→ Extracted material:
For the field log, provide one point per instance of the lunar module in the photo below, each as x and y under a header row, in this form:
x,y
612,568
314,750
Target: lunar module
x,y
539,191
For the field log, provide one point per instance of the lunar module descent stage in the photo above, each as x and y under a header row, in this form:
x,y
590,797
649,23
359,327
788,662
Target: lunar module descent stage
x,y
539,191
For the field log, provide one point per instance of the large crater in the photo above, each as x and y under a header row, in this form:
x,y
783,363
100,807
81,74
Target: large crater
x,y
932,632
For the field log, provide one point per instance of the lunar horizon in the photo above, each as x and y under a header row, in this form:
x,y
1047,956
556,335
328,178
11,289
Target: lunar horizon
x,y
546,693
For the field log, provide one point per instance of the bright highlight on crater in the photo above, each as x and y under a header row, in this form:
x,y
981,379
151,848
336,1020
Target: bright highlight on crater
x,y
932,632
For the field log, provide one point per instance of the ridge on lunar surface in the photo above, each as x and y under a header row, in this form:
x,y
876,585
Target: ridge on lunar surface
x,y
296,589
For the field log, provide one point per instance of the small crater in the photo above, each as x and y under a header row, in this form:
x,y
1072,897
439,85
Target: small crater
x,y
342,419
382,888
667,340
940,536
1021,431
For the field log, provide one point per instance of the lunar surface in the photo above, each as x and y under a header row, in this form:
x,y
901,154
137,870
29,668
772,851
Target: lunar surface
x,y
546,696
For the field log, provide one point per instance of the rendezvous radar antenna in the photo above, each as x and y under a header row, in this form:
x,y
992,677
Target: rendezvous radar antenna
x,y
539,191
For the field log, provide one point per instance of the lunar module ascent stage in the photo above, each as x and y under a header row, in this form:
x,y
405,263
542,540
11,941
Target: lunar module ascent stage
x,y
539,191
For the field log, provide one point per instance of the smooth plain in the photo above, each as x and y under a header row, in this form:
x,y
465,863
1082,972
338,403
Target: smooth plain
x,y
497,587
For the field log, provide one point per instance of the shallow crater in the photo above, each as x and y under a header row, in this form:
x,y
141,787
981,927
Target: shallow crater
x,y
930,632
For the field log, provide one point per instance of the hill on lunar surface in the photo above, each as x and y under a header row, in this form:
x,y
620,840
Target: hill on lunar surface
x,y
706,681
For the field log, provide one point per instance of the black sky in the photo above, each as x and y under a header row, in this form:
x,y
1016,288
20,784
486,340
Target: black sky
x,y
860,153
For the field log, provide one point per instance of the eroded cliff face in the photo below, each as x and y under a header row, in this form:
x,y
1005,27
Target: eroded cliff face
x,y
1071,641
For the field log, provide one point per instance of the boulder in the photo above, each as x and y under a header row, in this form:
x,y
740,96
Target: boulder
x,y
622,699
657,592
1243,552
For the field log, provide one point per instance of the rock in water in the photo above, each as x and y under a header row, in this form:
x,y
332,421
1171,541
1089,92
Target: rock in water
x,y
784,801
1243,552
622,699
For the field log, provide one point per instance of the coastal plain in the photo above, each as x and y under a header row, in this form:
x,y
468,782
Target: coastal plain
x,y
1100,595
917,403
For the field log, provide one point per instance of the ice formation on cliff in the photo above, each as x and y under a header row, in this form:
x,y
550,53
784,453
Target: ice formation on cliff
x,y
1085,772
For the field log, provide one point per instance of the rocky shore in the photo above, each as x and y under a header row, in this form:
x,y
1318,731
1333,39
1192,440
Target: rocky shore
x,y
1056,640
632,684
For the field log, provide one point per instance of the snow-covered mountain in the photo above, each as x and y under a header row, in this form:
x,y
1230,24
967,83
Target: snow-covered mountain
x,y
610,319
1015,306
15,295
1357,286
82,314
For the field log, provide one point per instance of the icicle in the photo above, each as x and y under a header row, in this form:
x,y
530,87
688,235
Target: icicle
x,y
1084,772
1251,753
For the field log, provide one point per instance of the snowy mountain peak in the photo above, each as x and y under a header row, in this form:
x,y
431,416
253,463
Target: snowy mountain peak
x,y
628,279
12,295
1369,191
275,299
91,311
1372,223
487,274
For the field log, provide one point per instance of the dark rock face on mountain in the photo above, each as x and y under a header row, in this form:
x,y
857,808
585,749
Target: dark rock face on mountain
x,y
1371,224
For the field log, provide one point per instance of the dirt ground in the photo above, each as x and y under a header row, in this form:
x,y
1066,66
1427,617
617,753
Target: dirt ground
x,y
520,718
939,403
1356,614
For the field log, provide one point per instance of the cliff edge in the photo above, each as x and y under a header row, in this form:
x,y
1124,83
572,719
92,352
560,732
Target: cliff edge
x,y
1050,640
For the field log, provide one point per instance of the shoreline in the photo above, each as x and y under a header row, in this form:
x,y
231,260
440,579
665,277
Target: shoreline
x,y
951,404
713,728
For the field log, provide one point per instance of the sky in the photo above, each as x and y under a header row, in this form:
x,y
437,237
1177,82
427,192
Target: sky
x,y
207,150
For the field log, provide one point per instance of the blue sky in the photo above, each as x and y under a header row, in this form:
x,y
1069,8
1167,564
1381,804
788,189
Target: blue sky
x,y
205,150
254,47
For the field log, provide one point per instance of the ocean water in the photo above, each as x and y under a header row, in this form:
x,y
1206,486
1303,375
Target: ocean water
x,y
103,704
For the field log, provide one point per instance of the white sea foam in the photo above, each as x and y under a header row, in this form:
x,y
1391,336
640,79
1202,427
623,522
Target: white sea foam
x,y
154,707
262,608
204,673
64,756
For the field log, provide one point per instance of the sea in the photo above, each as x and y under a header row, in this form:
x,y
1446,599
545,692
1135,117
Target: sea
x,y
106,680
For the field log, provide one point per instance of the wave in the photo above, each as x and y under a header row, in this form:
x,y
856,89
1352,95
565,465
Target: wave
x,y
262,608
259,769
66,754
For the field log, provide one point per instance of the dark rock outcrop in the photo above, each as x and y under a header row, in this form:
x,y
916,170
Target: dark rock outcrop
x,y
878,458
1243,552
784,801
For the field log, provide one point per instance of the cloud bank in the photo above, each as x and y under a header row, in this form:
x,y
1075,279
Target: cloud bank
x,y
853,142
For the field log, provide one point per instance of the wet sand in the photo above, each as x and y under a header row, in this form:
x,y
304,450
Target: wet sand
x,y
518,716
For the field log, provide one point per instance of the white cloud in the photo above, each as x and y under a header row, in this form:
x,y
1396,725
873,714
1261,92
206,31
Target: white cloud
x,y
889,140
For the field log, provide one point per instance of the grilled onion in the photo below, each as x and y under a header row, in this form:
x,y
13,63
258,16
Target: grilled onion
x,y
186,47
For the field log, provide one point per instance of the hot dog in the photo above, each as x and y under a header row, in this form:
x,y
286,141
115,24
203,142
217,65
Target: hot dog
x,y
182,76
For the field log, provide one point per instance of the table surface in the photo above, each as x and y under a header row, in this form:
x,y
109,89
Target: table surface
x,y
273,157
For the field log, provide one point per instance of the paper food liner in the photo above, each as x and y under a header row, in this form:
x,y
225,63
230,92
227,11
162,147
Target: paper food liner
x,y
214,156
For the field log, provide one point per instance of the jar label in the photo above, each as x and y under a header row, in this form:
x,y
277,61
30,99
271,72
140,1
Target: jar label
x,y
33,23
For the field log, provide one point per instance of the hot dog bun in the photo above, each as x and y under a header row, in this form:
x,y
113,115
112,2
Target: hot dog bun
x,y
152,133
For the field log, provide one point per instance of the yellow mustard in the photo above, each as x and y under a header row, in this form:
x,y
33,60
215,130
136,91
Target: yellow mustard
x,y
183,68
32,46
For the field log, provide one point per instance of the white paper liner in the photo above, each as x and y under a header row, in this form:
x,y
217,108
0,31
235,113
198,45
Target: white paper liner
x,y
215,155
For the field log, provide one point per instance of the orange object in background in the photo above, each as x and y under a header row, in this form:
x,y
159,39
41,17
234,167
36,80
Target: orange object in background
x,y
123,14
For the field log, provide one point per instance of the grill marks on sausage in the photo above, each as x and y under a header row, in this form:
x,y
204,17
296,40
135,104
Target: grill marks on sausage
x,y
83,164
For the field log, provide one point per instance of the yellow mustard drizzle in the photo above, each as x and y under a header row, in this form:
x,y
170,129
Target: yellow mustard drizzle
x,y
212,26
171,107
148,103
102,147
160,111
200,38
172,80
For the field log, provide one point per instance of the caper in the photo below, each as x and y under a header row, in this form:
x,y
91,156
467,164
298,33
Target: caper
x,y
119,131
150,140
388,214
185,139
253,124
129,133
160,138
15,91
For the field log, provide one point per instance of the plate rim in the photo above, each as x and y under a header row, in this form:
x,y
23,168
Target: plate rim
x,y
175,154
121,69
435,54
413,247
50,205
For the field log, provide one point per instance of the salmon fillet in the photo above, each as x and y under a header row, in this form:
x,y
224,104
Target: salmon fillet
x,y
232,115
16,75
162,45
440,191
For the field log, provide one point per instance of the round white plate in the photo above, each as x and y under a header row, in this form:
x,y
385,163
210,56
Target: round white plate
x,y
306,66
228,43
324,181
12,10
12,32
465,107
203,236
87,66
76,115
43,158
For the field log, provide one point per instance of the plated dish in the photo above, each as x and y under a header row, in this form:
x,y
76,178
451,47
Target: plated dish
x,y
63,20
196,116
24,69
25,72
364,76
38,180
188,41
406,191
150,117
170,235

→ Stated goal: Could you rewrite as a numbered list, skipping any blank lines, only the lines of the listing from the one containing "of the plated" through the end of the listing, both included?

→ Task result:
1. For the field log, provide one point per instance of the plated dish in the photo above, each as x and y under a header row, in this form:
2. x,y
3. 76,178
4. 451,47
5. Target: plated dish
6. x,y
7. 63,20
8. 196,116
9. 24,69
10. 25,72
11. 364,76
12. 38,180
13. 188,41
14. 406,191
15. 150,117
16. 170,235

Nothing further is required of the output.